▶ **Goal**
Print all of the data exactly.

_ _ _

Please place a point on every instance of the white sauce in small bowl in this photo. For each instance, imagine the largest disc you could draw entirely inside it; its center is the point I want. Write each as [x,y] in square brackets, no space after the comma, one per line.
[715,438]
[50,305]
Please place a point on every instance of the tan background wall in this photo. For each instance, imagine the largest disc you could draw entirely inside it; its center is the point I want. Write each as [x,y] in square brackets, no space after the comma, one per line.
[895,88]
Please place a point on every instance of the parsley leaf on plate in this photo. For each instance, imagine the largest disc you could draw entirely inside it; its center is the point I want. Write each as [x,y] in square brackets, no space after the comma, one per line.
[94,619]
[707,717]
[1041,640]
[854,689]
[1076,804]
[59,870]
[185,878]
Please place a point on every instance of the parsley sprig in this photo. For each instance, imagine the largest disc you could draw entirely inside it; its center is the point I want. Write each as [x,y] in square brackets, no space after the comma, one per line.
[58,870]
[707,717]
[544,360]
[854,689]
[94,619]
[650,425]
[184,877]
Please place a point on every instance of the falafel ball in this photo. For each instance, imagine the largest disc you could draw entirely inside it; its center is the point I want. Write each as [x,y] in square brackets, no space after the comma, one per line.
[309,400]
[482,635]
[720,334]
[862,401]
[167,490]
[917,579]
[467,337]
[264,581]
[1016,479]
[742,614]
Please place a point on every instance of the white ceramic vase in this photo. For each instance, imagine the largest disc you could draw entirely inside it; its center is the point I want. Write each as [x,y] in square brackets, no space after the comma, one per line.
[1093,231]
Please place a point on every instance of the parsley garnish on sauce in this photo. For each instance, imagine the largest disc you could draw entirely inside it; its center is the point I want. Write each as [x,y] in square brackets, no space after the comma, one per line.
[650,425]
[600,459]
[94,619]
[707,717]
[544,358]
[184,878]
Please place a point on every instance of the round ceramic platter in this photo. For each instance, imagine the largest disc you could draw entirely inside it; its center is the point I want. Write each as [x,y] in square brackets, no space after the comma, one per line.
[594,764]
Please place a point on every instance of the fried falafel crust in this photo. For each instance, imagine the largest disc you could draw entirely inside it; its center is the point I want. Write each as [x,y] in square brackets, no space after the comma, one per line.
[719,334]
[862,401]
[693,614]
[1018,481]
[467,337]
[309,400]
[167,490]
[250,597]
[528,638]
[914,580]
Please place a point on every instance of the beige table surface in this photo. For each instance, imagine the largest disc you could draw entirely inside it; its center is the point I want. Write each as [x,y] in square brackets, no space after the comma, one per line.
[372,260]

_ _ _

▶ **Response to this exercise**
Please place a point on every instance of the white sauce in small bowl in this photo. For each instance, imagine the largest disc you could draw entirely inside it; its center is the point I want. Write each as [x,y] in square brackets, no space after the comma, one per line.
[715,438]
[50,305]
Please place a point on every instance of the tan background wall in this photo. For each instance, imagine the largest disc you could draw entirely inside it; its center is the point I want. Write each as [x,y] in square brackets, no space after the comma, one per line.
[895,88]
Please place a point on every instance of the parsley leaf on plate in this photo. For each instance, imagine the largest disc you could draw entirely inside it; its center is the point I want. Write each as [x,y] in square brackets, no space after the comma, one per line.
[94,619]
[707,717]
[1041,640]
[854,689]
[1076,804]
[59,870]
[185,878]
Please place a point on every instance of the parsley sprig in this photo. For each instance, imagine the largest disc you could draw entirely inside it; its center is the point I want. Write each as [x,y] in square brackets, no space after the comma, one per line.
[58,870]
[707,717]
[544,360]
[854,689]
[94,619]
[650,425]
[184,877]
Please place a point on every instance of the falafel ball in this photo. For each instance, imagine the largest disc you could draw entirely inside it; its center is the point I want. Write each as [x,y] in square brackets, no space after the comma, one per line.
[309,400]
[482,635]
[720,334]
[862,401]
[167,490]
[917,579]
[467,337]
[264,581]
[1016,479]
[742,614]
Please place a point on every instance of the white ceramic vase in this photo. For each instance, imagine the largest disc you could draw entirely inside it; its center is the point I want. Write each as [x,y] in square brackets, no space after the comma, one per line.
[1093,231]
Please place a point on every instance of the parsley garnish on sauce in this photo. For each instance, imagine the largest disc you could draw entirely inside it; its center is the point I want. Write each as [x,y] in square brackets, no space after the comma, one per line.
[650,425]
[600,459]
[94,619]
[707,717]
[544,358]
[184,878]
Please place a point on every instance of the round ceramic platter in this photo. For each instance, imagine the largest disc you could draw entirely inside it; its center is the point I want. Write each as [x,y] in square brackets, no space after the comma, one per line.
[594,764]
Please place a point on every instance of the fried falafel crust in this photo. For each instance, imagine the largest disc you could draw entirely inside it; its center is the point I want. Write each as [x,y] in square brackets, no space after the comma, one per line.
[719,334]
[862,401]
[693,614]
[1018,481]
[467,337]
[309,400]
[167,490]
[250,597]
[528,638]
[914,580]
Please place a point on every instance of the beige table surface in this photo. For each instance, imagine the largest disc you could draw entirely inside it; its center is the point I want. Write each as [x,y] in square brackets, no space after the comma, one per line.
[372,260]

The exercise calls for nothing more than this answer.